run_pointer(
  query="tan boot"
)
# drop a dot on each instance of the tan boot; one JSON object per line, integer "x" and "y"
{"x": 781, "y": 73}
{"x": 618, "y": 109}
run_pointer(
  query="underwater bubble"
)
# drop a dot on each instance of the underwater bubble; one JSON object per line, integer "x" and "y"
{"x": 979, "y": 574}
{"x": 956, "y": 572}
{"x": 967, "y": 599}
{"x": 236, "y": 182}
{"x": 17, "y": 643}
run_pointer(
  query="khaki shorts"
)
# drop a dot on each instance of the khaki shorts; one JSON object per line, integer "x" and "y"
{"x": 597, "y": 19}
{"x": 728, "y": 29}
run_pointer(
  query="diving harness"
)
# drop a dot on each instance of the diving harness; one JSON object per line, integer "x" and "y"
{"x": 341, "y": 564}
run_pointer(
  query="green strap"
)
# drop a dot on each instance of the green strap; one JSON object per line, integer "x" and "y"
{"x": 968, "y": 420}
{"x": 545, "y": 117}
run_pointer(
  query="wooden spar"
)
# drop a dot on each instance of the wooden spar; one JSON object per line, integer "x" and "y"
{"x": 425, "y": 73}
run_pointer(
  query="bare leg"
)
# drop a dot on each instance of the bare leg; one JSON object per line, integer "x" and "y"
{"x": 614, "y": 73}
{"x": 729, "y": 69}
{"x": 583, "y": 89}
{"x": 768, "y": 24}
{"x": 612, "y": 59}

§

What is being asked:
Go through the records above. Copy each line in which the string "query" appears.

Answer box:
  query="tan boot"
  query="underwater bubble"
  query="khaki shorts"
  query="diving harness"
  query="green strap"
  query="wooden spar"
  query="bare leg"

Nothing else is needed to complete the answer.